Apesar de ter-se tornado a hóstia do movimento hippie, o LSD, sigla em inglês para dietilamida do ácido lisérgico tinha sido sintetizado muito antes, em 1938, pelo químico suíço Albert Hoffmann, a partir do Claviceps purpurea, um fungo que cresce no centeio. Em 1943, ao ingerir por acaso uma quantidade mínima, Hoffmann teve visões de cores brilhantes. Estava descoberto o poder alucinógeno do LSD: apenas meio miligrama embebido num torrão de açúcar proporcionava de oito a 10 horas de alterações na percepção de tempo e espaço. Ou uma "viagem", no linguajar hippie.

A droga despertou a atenção de psiquiatras em busca de novas terapias e de intelectuais, como o escritor Aldous Huxley, interessados em explorar a mente humana para abrir-lhe as "portas da percepção". Em 1961, Ken Kesey, um desconhecido escritor, ofereceu-se como cobaia para os testes com o acido realizados por psiquiatras da Universidade de Stanford, Califórnia, viajando a bordo de um ônibus escolar pintado com as cores berrantes que via sob efeito do LSD.

Timothy Leary, professor de Psicologia Clinica da Universidade de Harvard, leitor de Huxley também radicalizou em seus experimentos. Em 1963, distribuiu 3.500 doses a 400 alunos e acabou expulso da universidade, não pela distribuição da droga, mas por seu envolvimento com o misticismo que tomava conta dos adeptos do LSD. Quase todos que o experimentavam diziam-se mais próximos de Deus. Leary tornou-se guru e teórico da contracultura, mas acabou preso em 1966, por porte da droga tornada ilegal. Em 1967, ele anunciaria um recuo em suas experiências ao perceber que, a sua volta, as fantasias coloridas eram por vezes bad trips, "viagens" ruins, que levavam a demência e ao suicídio.

▶ LISTAGEM FORNECIDA

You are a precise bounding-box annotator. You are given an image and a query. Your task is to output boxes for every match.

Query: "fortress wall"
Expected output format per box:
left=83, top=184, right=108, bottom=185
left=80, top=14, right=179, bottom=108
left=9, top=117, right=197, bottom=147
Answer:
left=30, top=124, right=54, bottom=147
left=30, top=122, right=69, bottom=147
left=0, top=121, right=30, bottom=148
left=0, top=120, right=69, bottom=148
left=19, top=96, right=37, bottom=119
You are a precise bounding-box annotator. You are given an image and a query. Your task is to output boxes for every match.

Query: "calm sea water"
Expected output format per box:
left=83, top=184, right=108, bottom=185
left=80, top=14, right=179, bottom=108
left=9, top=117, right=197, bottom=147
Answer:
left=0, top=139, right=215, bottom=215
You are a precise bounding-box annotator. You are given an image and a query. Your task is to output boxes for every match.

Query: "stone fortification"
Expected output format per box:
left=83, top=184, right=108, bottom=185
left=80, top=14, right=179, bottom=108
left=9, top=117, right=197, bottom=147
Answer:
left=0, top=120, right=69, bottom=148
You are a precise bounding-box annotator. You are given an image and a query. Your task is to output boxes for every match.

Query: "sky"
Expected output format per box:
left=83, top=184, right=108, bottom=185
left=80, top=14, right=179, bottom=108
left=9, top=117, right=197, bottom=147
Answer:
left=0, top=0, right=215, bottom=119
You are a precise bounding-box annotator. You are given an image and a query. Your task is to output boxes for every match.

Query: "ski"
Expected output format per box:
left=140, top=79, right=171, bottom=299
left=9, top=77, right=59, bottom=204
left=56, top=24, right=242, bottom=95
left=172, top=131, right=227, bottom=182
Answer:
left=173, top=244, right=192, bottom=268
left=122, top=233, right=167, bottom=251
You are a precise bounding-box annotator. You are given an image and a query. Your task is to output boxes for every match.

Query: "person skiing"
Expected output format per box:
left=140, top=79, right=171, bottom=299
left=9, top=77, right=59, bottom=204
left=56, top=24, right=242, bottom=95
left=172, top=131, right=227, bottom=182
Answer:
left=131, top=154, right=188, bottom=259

▶ REQUISITOS DO EXERCÍCIO
Você consegue reproduzir na íntegra, sem nenhuma alteração, o texto sobre a história do LSD? Baseie-se apenas no texto.

▶ ESPAÇO DA RESPOSTA
Apesar de ter-se tornado a hóstia do movimento hippie, o LSD, sigla em inglês para dietilamida do ácido lisérgico tinha sido sintetizado muito antes, em 1938, pelo químico suíço Albert Hoffmann, a partir do Claviceps purpurea, um fungo que cresce no centeio. Em 1943, ao ingerir por acaso uma quantidade mínima, Hoffmann teve visões de cores brilhantes. Estava descoberto o poder alucinógeno do LSD: apenas meio miligrama embebido num torrão de açúcar proporcionava de oito a 10 horas de alterações na percepção de tempo e espaço. Ou uma "viagem", no linguajar hippie.

A droga despertou a atenção de psiquiatras em busca de novas terapias e de intelectuais, como o escritor Aldous Huxley, interessados em explorar a mente humana para abrir-lhe as "portas da percepção". Em 1961, Ken Kesey, um desconhecido escritor, ofereceu-se como cobaia para os testes com o acido realizados por psiquiatras da Universidade de Stanford, Califórnia, viajando a bordo de um ônibus escolar pintado com as cores berrantes que via sob efeito do LSD.

Timothy Leary, professor de Psicologia Clinica da Universidade de Harvard, leitor de Huxley também radicalizou em seus experimentos. Em 1963, distribuiu 3.500 doses a 400 alunos e acabou expulso da universidade, não pela distribuição da droga, mas por seu envolvimento com o misticismo que tomava conta dos adeptos do LSD. Quase todos que o experimentavam diziam-se mais próximos de Deus. Leary tornou-se guru e teórico da contracultura, mas acabou preso em 1966, por porte da droga tornada ilegal. Em 1967, ele anunciaria um recuo em suas experiências ao perceber que, a sua volta, as fantasias coloridas eram por vezes bad trips, "viagens" ruins, que levavam a demência e ao suicídio.